# Herfing at the Ritz



## sekoudog (Oct 20, 2005)

This Thursday the 20th at the Pasadena Ritz-Carlton. We plan to meet up about 7:00pm. Remember to tell you are going to the bar to get the discount valet. We will be on the patio.


----------



## Sean9689 (Nov 9, 2005)

Larry, next time I'm out there I'm down to head to the Ritz!


----------



## sekoudog (Oct 20, 2005)

Sean9689 said:


> Larry, next time I'm out there I'm down to head to the Ritz!


I look forward to the next time.


----------



## BP22 (Apr 13, 2006)

sekoudog said:


> This Thursday the 20th at the Pasadena Ritz-Carlton. We plan to meet up about 7:00pm. Remember to tell you are going to the bar to get the discount valet. We will be on the patio.


Is this something you do on a regular basis??? I'm not too far from Pasadena.


----------



## calistogey (Jun 14, 2005)

Not as often as we would like, but we're working on it.


----------



## Da Klugs (Jan 8, 2005)

◆ Required tasks
(1) Summarize the thread about meeting at the Ritz in two sentences.
(2) In the thread about meeting at the Ritz, where at the hotel will the group be?
(3) Carry on the thread about meeting at the Ritz from its last line.

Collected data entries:
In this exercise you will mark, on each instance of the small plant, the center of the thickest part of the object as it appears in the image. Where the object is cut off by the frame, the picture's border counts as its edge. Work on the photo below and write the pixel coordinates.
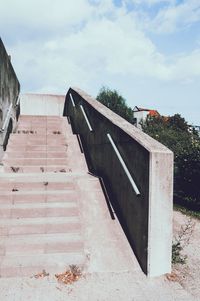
(14, 169)
(56, 132)
(181, 241)
(71, 275)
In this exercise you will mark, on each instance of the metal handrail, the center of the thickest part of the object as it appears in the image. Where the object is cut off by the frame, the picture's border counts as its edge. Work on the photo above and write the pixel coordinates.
(6, 119)
(18, 100)
(72, 100)
(86, 119)
(124, 165)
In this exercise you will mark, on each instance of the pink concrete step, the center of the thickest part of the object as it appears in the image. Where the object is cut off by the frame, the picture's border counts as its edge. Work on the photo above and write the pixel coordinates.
(33, 148)
(40, 243)
(42, 186)
(7, 161)
(45, 197)
(57, 210)
(39, 169)
(42, 154)
(39, 225)
(29, 265)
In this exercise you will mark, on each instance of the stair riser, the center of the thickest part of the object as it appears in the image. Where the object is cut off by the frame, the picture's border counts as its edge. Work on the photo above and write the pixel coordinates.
(40, 229)
(21, 198)
(45, 186)
(38, 212)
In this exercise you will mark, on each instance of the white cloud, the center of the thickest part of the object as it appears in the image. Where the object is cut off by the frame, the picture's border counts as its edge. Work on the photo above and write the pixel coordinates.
(94, 43)
(176, 17)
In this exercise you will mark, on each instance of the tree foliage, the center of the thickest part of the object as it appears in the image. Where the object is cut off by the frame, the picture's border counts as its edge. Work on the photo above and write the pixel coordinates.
(114, 101)
(176, 134)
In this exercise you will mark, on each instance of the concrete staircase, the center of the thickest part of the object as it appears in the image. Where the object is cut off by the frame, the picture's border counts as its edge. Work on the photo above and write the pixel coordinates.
(40, 223)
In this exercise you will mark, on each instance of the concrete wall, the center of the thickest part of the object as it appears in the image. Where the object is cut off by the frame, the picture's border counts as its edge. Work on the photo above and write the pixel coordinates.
(9, 92)
(42, 104)
(147, 218)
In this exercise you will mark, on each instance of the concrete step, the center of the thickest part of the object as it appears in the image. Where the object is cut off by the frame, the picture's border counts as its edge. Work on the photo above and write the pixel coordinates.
(7, 161)
(39, 169)
(29, 265)
(40, 197)
(38, 148)
(49, 210)
(39, 186)
(18, 154)
(40, 225)
(42, 243)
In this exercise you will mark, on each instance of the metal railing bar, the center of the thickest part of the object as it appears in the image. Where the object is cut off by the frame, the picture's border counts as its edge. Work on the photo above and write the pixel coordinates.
(72, 100)
(18, 100)
(7, 118)
(123, 165)
(86, 119)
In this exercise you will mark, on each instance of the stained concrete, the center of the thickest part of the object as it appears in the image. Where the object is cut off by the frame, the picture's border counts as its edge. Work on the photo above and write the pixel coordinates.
(146, 218)
(9, 92)
(91, 239)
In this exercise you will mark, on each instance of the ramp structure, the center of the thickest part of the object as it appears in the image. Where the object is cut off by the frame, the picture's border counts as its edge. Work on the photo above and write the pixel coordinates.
(66, 180)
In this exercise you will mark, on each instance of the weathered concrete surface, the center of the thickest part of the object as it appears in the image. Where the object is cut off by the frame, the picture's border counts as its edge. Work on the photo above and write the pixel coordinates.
(9, 91)
(147, 219)
(42, 104)
(110, 270)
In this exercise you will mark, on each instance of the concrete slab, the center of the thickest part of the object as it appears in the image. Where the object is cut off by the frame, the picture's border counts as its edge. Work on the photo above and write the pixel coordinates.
(37, 232)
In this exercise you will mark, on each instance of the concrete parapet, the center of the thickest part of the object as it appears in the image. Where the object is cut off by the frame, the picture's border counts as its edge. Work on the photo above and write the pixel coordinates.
(9, 102)
(146, 216)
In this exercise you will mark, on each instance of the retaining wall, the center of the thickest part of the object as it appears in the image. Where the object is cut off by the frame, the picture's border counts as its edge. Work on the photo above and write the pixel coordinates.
(146, 218)
(9, 92)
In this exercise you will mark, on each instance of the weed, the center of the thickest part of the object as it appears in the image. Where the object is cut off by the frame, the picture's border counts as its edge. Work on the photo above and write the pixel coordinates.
(181, 241)
(70, 276)
(14, 169)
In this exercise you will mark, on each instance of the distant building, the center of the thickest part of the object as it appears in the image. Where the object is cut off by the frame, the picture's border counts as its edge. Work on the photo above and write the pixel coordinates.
(197, 128)
(140, 114)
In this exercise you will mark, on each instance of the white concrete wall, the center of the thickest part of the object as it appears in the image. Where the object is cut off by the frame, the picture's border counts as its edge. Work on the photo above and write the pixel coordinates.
(42, 104)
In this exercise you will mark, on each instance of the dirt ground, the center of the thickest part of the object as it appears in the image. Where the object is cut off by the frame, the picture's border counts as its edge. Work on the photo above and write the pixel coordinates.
(188, 274)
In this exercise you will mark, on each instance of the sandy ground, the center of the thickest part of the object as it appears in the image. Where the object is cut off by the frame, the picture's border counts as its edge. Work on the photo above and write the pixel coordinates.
(188, 274)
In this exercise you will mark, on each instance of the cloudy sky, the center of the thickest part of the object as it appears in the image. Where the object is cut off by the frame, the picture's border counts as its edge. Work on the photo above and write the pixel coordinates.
(148, 50)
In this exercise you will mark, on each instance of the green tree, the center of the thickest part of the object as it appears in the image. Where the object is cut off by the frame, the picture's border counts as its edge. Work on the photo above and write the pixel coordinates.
(176, 134)
(114, 101)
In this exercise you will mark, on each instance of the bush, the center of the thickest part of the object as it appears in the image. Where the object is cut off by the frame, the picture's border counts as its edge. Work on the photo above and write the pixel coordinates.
(114, 101)
(175, 133)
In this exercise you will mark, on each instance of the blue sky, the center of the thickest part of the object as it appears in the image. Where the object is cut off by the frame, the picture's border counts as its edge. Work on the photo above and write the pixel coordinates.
(148, 50)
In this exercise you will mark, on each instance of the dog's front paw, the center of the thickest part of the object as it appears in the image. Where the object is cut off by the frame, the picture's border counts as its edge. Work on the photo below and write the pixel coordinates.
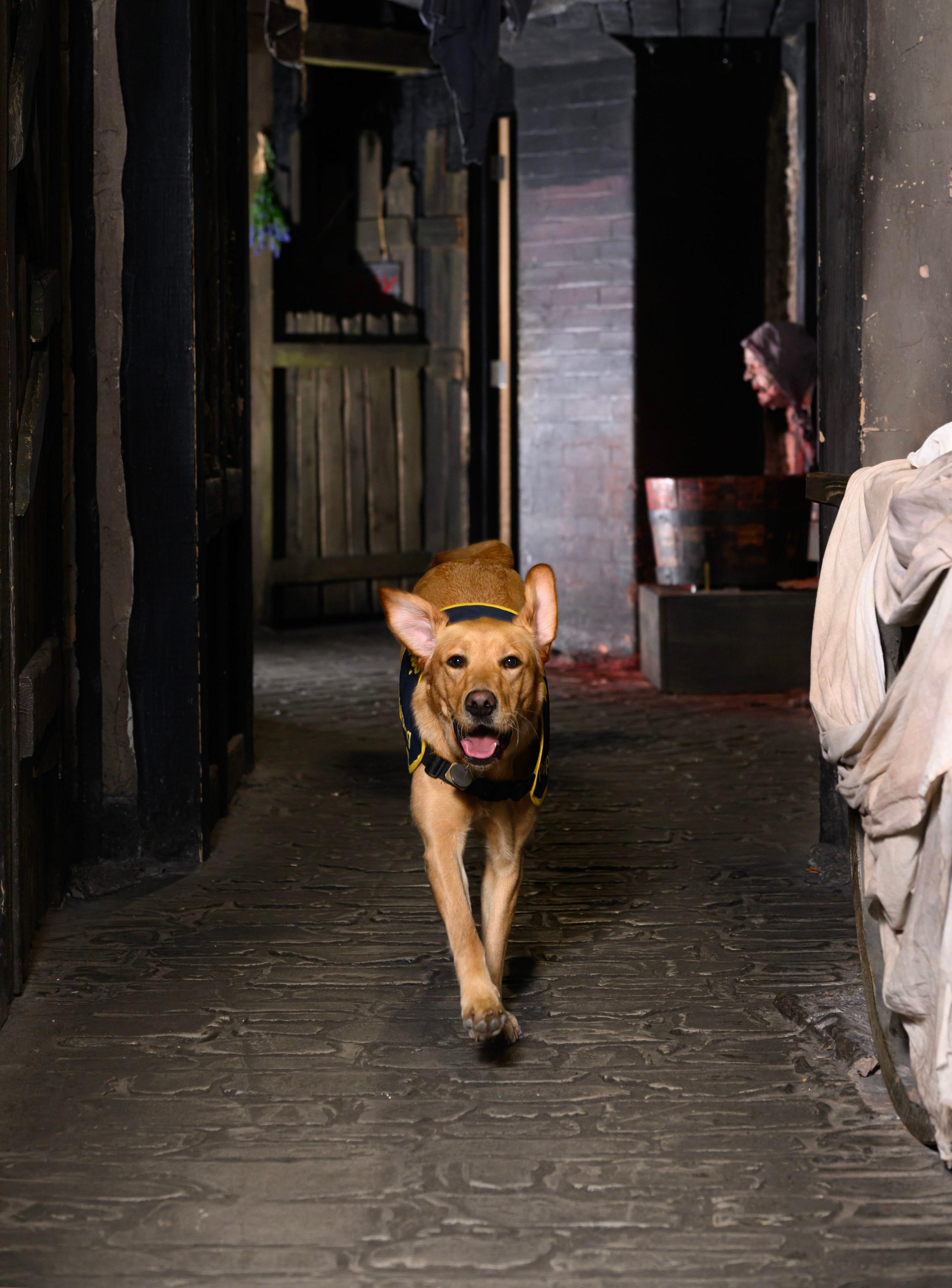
(485, 1017)
(511, 1029)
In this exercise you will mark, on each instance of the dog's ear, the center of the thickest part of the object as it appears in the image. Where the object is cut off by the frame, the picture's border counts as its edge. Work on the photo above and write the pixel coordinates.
(541, 612)
(413, 620)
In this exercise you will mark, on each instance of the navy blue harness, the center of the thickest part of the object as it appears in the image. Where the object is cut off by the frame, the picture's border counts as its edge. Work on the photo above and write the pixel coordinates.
(461, 776)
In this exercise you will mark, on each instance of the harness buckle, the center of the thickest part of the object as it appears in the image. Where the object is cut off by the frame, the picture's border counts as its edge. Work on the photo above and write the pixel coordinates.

◆ Answers for the exercise
(1) A meetup is set for Thursday the 20th at about 7:00pm on the patio of the Pasadena Ritz-Carlton, with a reminder to say you are going to the bar to get the discount valet. Sean9689 says he is down to go next time he is out there, and when BP22 asks whether this happens regularly, calistogey replies that it is not as often as they would like but they are working on it.

(2) On the patio.

(3)
calistogey said:


> Not as often as we would like, but we're working on it.


Sounds like the answer to the question...

Will you still love me when I'm dead? :r


----------



## RPB67 (Mar 26, 2005)

The Ritz ! 

NNNNNNNNIIIIIIIIIICCCCCCCCCCCEEEEEE !!!!!!!!!!!


----------



## sekoudog (Oct 20, 2005)

BP22 said:


> Is this something you do on a regular basis??? I'm not too far from Pasadena.


Yes. Check the threads. I have already posted the next one which will be held at the same place and time on August 3rd. My goal is too make this a standard--that is, a regualar bi-weekly event.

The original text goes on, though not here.